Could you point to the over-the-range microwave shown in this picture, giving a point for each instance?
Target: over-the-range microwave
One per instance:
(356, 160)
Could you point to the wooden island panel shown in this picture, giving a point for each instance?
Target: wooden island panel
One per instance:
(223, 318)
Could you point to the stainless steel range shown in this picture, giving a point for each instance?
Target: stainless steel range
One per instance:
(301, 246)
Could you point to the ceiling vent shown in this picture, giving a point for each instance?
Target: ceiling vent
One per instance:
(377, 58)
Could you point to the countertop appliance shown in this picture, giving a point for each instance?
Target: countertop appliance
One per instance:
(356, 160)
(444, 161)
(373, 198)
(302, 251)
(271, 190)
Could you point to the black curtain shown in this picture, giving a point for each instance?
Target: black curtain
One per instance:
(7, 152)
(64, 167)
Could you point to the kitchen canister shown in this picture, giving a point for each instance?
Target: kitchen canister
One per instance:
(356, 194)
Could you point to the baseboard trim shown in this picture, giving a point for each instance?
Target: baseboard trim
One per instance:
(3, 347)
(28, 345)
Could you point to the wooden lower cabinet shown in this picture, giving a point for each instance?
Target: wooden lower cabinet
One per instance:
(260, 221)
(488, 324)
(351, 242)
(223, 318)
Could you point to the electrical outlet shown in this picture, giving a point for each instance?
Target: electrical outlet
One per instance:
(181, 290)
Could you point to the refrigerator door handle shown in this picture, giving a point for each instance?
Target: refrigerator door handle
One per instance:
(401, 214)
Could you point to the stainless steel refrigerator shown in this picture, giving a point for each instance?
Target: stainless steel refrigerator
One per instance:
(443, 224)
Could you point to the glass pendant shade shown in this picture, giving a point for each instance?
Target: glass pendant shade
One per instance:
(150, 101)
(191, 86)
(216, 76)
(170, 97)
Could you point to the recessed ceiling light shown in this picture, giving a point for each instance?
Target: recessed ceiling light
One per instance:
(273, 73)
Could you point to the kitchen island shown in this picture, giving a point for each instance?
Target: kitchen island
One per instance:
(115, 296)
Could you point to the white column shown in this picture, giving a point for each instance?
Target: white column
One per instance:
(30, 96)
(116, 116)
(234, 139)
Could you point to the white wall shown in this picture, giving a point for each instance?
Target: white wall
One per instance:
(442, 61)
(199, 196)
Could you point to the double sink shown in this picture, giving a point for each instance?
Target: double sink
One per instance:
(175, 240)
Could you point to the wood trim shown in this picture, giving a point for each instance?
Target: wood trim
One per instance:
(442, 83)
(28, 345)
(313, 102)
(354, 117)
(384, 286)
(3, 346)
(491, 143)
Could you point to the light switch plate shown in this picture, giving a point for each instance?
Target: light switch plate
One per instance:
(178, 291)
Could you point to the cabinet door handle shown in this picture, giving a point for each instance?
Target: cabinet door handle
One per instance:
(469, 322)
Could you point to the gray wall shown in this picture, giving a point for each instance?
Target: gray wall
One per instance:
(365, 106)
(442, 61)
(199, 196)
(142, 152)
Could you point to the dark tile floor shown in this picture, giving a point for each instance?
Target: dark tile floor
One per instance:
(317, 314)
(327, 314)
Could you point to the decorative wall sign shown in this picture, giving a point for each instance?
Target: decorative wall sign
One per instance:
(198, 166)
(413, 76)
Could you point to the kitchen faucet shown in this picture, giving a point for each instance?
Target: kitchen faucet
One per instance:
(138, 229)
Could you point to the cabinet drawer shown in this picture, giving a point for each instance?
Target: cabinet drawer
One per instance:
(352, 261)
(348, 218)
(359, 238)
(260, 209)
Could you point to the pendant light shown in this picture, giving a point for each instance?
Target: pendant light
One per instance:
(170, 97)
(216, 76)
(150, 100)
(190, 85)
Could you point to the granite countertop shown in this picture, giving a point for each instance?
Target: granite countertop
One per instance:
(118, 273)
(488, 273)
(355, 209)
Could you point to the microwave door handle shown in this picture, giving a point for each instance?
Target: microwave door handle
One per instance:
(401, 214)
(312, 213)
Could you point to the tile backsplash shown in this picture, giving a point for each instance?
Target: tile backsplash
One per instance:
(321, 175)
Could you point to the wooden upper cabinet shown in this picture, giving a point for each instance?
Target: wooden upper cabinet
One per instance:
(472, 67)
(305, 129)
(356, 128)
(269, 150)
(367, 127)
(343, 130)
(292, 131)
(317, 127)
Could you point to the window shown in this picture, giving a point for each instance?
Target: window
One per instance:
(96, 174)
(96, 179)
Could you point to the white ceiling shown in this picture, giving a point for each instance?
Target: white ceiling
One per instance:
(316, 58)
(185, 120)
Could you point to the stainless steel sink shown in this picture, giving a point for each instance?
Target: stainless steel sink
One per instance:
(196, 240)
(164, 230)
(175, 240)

### What is needed
Each entry must be reproduced verbatim.

### Your response
Could you point to the over-the-range microwave shown in this picture, giving a point for each instance?
Target: over-the-range microwave
One per instance:
(356, 160)
Could you point to the wooden island panel shown in this picture, giving a point for each instance?
Target: wooden island panel
One per instance:
(223, 318)
Could you point to the stainless steel range shown in this picture, giving a point for each instance?
Target: stainless steel range
One per instance:
(301, 246)
Could you point to the ceiling vent shown in this picture, giving a point for each instance?
Target: ceiling vent
One per instance:
(377, 58)
Could you point to the countertop appliance shown in this picture, giving a point for each instance?
Target: countertop appliance
One per instance:
(356, 160)
(444, 161)
(373, 198)
(302, 251)
(271, 190)
Could you point to the black curtain shown in this picture, giving a point for each instance?
Target: black curtain
One per instance:
(7, 152)
(64, 167)
Could you point to the kitchen canister shown in this picture, giving a point for each instance?
Target: kitchen canister
One per instance:
(356, 194)
Could you point to the baseboard trim shown in this picture, giving a point for each instance?
Target: baseboard trim
One per instance:
(3, 347)
(28, 345)
Could you point to the wooden lower cabinet shown in this picture, giving a point for each instance?
Target: wooden lower cabinet
One per instance:
(260, 221)
(488, 324)
(351, 242)
(223, 318)
Could you point to the electrical outlet shown in this picture, giving a point for each instance?
Target: electrical outlet
One per instance:
(181, 290)
Could you point to the refrigerator door handle shown in this picture, giving a point for each instance?
Target: refrigerator door handle
One per instance:
(401, 214)
Could you point to the stainless steel refrigerator shown in this picture, giving a point for each instance?
Target: stainless steel refrigerator
One per instance:
(443, 224)
Could you point to the glass pendant shade shown in this picture, giving a point for each instance?
Target: glass pendant shade
One per instance:
(150, 101)
(191, 86)
(216, 76)
(170, 97)
Could you point to the recessed ceiling light shown in this picture, giving a point for each instance?
Target: recessed ceiling light
One per instance:
(273, 73)
Could you point to the kitchen island shown in this picture, giving a point for each instance?
Target: kitchen island
One per instance:
(115, 296)
Could you point to the white column shown in this picture, giving a point for each instance?
Target: white column
One per instance:
(30, 96)
(116, 116)
(234, 139)
Could you point to the white wall shown in this picture, giving a point for each instance?
Target: white wall
One per instance:
(442, 61)
(199, 196)
Could you point to the double sink shown in this picture, giving a point for each instance?
Target: double sink
One per instance:
(175, 240)
Could you point to the wood trim shown in this picture, giving a point for each instance?
Target: wood trim
One per instance:
(442, 83)
(28, 345)
(313, 102)
(354, 117)
(384, 286)
(3, 346)
(491, 143)
Could you point to the light switch plate shown in this picture, giving a point for each instance?
Target: light switch plate
One per instance:
(178, 291)
Could you point to the cabinet door handle shown in this picture, giving a point for each instance?
Target: cabinet door handle
One per instance:
(469, 322)
Could you point to the gray wall shown in this picture, giving a point for each instance?
Target: gray wall
One per instance:
(365, 106)
(442, 61)
(199, 196)
(142, 152)
Could you point to the dark tile floor shown in this picture, giving a point for each instance?
Target: dark tile floor
One per instance:
(317, 314)
(327, 314)
Could you point to the decorative wall sign shown in this picture, giving a point for each instance?
Target: decorative wall sign
One per instance:
(198, 166)
(413, 76)
Could you point to the kitchen faucet shown in this picture, giving a point for each instance?
Target: kitchen faucet
One per instance:
(138, 229)
Could you point to the cabinet drawer shown in this picture, giving a point for each instance?
Target: cabinet drawer
One per instance:
(352, 261)
(348, 218)
(359, 238)
(260, 209)
Could you point to the pendant light shown in this picture, giving a point for each instance?
Target: pendant light
One per instance:
(170, 97)
(216, 76)
(150, 100)
(190, 85)
Could you point to the granite countertop shown in this picture, giving a point for each instance?
Target: granite countertop
One per instance:
(118, 273)
(488, 273)
(355, 209)
Could you point to the microwave door handle shown in this picture, giving a point for each instance?
Target: microwave door handle
One per instance:
(401, 214)
(312, 213)
Could you point to the tile backsplash shown in this picture, giving a point for each instance?
Target: tile backsplash
One per instance:
(321, 175)
Could you point to the wooden upper cabinet shown in this picture, giving a point for each instance?
Target: wooden upper cabinet
One per instance:
(472, 67)
(305, 129)
(356, 128)
(269, 150)
(367, 127)
(343, 130)
(292, 131)
(317, 127)
Could you point to the window shown in this picture, giving a point for each instance?
Target: window
One per instance:
(96, 174)
(96, 179)
Could you point to the white ceiling shown in this picture, giving a point for each instance?
Target: white ceiling
One per instance:
(316, 58)
(185, 120)
Could you point to the stainless steel sink shown in this picture, giving a point for each instance?
Target: stainless steel sink
One per instance:
(196, 240)
(164, 230)
(175, 240)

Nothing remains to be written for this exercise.